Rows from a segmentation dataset
-- BEGIN --

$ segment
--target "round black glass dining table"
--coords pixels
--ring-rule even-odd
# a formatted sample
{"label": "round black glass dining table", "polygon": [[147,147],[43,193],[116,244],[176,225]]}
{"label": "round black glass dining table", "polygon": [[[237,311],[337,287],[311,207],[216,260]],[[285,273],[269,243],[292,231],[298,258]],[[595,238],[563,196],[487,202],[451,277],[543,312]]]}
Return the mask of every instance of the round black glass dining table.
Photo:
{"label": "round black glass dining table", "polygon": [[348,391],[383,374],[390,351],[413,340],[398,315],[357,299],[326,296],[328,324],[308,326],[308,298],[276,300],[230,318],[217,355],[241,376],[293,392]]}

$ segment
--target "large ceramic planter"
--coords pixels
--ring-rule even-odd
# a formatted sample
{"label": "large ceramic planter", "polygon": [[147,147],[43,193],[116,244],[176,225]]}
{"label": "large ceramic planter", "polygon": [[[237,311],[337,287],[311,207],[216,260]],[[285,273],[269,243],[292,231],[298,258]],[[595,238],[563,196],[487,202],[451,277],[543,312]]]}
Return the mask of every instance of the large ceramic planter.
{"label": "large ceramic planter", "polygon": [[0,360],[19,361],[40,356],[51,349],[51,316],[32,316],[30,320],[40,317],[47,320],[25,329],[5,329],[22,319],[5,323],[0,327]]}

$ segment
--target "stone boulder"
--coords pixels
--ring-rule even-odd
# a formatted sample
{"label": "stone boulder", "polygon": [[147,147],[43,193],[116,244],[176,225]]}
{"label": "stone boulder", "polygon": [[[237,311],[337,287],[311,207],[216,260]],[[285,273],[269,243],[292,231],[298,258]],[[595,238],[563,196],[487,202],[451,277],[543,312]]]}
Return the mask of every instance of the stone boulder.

-- END --

## Task details
Return every line of the material exactly.

## Complete output
$ segment
--target "round black glass dining table"
--coords pixels
--ring-rule even-odd
# a formatted sample
{"label": "round black glass dining table", "polygon": [[147,147],[43,193],[116,244],[176,225]]}
{"label": "round black glass dining table", "polygon": [[[237,311],[337,287],[311,207],[216,260]],[[285,273],[269,243],[292,231],[298,258]],[[595,238],[563,196],[487,202],[451,277],[543,312]]]}
Return the mask of every instance of the round black glass dining table.
Photo:
{"label": "round black glass dining table", "polygon": [[348,391],[383,374],[390,351],[413,340],[398,315],[357,299],[326,296],[328,324],[308,326],[308,298],[276,300],[230,318],[217,355],[241,376],[293,392]]}

$ segment
--target "large ceramic planter"
--coords pixels
--ring-rule even-odd
# a formatted sample
{"label": "large ceramic planter", "polygon": [[147,147],[43,193],[116,244],[176,225]]}
{"label": "large ceramic planter", "polygon": [[[237,311],[337,287],[311,207],[216,260]],[[285,273],[269,243],[292,231],[298,258]],[[595,238],[563,196],[487,202],[451,277],[543,312]]]}
Return the mask of every instance of the large ceramic planter.
{"label": "large ceramic planter", "polygon": [[0,360],[19,361],[40,356],[51,349],[51,316],[32,316],[30,320],[40,317],[47,320],[25,329],[5,329],[22,319],[5,323],[0,327]]}

$ segment
--target "stone boulder"
--coords pixels
--ring-rule even-odd
# a formatted sample
{"label": "stone boulder", "polygon": [[147,147],[43,193],[116,244],[176,225]]}
{"label": "stone boulder", "polygon": [[[237,311],[337,287],[311,207],[216,260]],[[285,273],[269,243],[292,231],[298,258]],[[595,238],[563,196],[487,202],[451,277],[543,312]]]}
Return the mask of every instance of the stone boulder.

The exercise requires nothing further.